[Dataset excerpt]
━━━━━━
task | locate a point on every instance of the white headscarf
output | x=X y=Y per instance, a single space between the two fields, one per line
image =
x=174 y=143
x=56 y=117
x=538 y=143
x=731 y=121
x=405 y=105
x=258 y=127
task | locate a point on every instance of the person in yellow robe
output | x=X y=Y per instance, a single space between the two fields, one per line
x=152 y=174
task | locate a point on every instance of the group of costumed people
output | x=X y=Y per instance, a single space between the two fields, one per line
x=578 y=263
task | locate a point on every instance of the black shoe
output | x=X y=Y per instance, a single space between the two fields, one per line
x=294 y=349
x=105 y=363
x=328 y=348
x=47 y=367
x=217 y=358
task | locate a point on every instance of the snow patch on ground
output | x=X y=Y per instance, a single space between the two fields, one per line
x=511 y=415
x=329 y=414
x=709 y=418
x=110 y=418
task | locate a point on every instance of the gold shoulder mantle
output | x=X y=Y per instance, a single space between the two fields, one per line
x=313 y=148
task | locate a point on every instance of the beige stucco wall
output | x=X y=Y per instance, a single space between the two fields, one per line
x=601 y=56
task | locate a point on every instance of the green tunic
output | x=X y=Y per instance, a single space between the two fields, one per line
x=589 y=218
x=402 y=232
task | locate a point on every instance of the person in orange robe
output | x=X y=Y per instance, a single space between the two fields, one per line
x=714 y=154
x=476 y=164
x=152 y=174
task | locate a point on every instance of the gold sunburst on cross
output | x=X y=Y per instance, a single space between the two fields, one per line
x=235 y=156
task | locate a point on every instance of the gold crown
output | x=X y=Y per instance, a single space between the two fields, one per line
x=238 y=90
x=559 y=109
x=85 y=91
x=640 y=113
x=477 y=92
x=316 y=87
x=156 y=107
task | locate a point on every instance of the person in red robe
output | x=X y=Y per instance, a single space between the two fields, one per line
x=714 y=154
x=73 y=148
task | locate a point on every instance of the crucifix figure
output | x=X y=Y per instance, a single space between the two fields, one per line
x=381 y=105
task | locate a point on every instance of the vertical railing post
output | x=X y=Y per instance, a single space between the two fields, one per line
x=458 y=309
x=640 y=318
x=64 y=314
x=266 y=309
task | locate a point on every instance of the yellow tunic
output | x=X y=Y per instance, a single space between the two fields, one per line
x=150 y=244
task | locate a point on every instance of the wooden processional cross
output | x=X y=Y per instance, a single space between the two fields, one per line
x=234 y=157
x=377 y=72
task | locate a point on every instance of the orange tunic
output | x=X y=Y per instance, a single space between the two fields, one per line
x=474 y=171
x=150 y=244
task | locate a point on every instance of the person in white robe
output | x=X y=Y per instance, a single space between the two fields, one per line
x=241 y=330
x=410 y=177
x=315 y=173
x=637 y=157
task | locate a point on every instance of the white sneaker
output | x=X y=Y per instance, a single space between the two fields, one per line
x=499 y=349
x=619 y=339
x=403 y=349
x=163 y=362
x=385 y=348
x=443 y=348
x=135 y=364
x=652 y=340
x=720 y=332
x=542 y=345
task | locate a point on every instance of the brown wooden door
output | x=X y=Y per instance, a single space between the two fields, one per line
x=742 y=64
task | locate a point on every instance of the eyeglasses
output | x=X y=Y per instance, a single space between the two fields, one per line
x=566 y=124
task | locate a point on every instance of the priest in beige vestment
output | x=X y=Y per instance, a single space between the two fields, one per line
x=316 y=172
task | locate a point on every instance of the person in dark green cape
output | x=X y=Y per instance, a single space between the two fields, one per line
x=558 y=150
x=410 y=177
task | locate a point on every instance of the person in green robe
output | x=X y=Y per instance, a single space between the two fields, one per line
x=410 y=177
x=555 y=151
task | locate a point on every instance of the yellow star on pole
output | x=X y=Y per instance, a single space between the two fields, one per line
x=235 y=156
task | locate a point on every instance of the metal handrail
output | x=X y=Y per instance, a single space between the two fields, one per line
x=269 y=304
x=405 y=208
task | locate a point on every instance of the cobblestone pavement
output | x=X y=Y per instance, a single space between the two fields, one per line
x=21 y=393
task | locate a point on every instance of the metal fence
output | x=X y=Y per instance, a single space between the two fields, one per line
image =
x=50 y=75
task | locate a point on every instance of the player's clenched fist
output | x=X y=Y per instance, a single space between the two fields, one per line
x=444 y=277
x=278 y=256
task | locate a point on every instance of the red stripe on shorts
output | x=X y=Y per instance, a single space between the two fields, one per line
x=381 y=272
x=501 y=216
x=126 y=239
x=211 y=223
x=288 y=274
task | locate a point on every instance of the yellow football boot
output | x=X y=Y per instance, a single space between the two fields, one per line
━━━━━━
__YOUR OBJECTIVE__
Copy the items above word for word, everything from the line containing "sunburst on cross" down to the line containing "x=381 y=105", both of those lines included.

__RESULT FOR THIS EXERCISE__
task | locate a point on every instance of the gold sunburst on cross
output | x=X y=Y per instance, a single space between the two fields, one per line
x=235 y=156
task | locate a point on every instance of the gold crown
output | x=X y=Y per instance, a single space between the two fields, one per line
x=238 y=90
x=559 y=109
x=85 y=91
x=640 y=113
x=477 y=92
x=316 y=87
x=156 y=107
task | locate a point on every instance of the person in red robe
output | x=X y=Y per instance, a single space between the two fields, one per line
x=714 y=154
x=73 y=148
task | locate a point on every instance of the crucifix figure
output | x=X y=Y per instance, a single space between the two fields, one per line
x=381 y=105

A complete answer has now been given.